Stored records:
>>>

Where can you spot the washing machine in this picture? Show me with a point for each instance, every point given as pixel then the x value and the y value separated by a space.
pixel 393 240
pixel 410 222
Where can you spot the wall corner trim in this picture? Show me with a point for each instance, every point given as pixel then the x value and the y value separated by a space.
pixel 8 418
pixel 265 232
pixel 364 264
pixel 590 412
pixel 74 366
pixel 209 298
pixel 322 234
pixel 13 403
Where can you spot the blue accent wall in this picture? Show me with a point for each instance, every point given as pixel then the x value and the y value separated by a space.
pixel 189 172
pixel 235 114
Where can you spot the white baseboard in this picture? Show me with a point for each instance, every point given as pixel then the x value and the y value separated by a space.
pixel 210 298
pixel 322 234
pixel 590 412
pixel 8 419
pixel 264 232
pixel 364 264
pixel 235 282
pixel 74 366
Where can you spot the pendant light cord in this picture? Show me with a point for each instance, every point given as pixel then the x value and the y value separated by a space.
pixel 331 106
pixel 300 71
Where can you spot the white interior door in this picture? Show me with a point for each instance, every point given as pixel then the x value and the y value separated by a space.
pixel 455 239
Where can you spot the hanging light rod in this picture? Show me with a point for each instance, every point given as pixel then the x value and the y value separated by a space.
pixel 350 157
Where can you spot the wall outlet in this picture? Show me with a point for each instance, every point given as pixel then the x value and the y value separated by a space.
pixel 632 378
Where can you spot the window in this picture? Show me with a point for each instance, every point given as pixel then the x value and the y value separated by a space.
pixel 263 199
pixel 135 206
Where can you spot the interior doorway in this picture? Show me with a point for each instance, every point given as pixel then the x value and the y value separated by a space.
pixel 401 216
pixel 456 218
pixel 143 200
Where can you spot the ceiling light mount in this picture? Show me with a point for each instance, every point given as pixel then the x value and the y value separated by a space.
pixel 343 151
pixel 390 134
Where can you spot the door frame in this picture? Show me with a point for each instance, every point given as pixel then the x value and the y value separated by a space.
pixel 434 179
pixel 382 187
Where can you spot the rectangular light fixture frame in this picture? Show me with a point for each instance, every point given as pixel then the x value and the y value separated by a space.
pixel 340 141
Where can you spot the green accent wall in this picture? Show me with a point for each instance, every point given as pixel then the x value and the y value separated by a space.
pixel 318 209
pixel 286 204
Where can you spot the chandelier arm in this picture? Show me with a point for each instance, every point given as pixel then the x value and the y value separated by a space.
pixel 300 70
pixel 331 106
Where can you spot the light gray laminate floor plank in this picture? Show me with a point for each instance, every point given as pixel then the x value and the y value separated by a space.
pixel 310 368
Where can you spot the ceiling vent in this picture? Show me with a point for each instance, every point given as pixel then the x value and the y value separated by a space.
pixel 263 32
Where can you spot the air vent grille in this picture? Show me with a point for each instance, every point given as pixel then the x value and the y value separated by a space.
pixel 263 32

<<<

To do | Update all of the lines above by replacing "each instance" with "every occurrence" wherever it appears, leaving everything else unchanged.

Solution to this exercise |
Where can you spot the washing machine in this picture? Show me with a point for every occurrence, every point given as pixel then the x value and the y value separated by a space.
pixel 393 240
pixel 410 222
Where can you spot the wall corner trim in this picture? Show me with a point for every occurrence, every point given as pixel then the x value and the y value separated by a space.
pixel 8 418
pixel 265 232
pixel 364 264
pixel 590 412
pixel 74 366
pixel 209 298
pixel 322 234
pixel 13 403
Where can you spot the blue accent wall in this picture? Show me with a point for every occurrence, every point given as pixel then the x value and the y value separated by a space.
pixel 189 172
pixel 235 114
Where can you spot the white baseboard in this picture? Show me with a point for every occurrence, every point given as pixel then the x value and the y value separated by a space.
pixel 210 298
pixel 322 234
pixel 590 412
pixel 8 419
pixel 264 232
pixel 364 264
pixel 235 282
pixel 74 366
Where can you spot the pendant light cord in this picture? Show me with a point for every occurrence, every point given as pixel then the x value and the y value separated by a space.
pixel 331 106
pixel 300 71
Where can you spot the white interior door in this picture? Show me with a point for every occurrence, every point given as pixel then the x value and the y value separated by a space.
pixel 455 239
Where can you spot the hanging light rod in this picture? Show me with a point for every occurrence, every point given as pixel then the x value and the y value separated by a space.
pixel 350 157
Where can you spot the wall outlet in this picture? Show me with a point for every occurrence, every point given as pixel then the x value and the y value separated by a space.
pixel 632 378
Where can you spot the window in this picture? Show me with a point for every occurrence, every point given as pixel then the x value and the y value separated by a space.
pixel 263 199
pixel 135 206
Where can you spot the interior doorway in this picture? Show me with a point for every occurrence, every point given as pixel then the x value and the y value separated by a space.
pixel 401 216
pixel 456 218
pixel 143 200
Where can you spot the ceiling light mount in this picture? Show me with a point for every occurrence, every point given as pixel then the x value and the y value separated by a space.
pixel 343 151
pixel 390 134
Where can you spot the door frame in this picture? Show me with a point for every occurrence, every point given as pixel then the x value and the y value separated by a space.
pixel 434 179
pixel 382 187
Where can you spot the rectangular light fixture frame in this picture? Show me with a point for every occurrence, every point given as pixel then the x value and the y value separated by a space.
pixel 340 141
Where can you spot the green accent wall in this picture? Show me with a point for every occurrence, every point given as pixel then the x value and the y value separated by a space.
pixel 318 209
pixel 286 204
Where can you spot the chandelier arm in this picture? Show me with a point for every occurrence, every point given as pixel then the x value and the y value separated by a space.
pixel 300 70
pixel 331 106
Where can you spot the light gray laminate floor plank in this picture? Show me with a point for every occurrence, every point given as pixel then the x value and the y value separated by a space.
pixel 310 368
Where can you spot the ceiling vent in this picture? Show me with a point for every occurrence, every point given as pixel then the x value and the y value separated by a space.
pixel 263 32
Where can you spot the air vent grille in this picture? Show me with a point for every occurrence, every point given as pixel then the x value and the y value separated by a space.
pixel 263 32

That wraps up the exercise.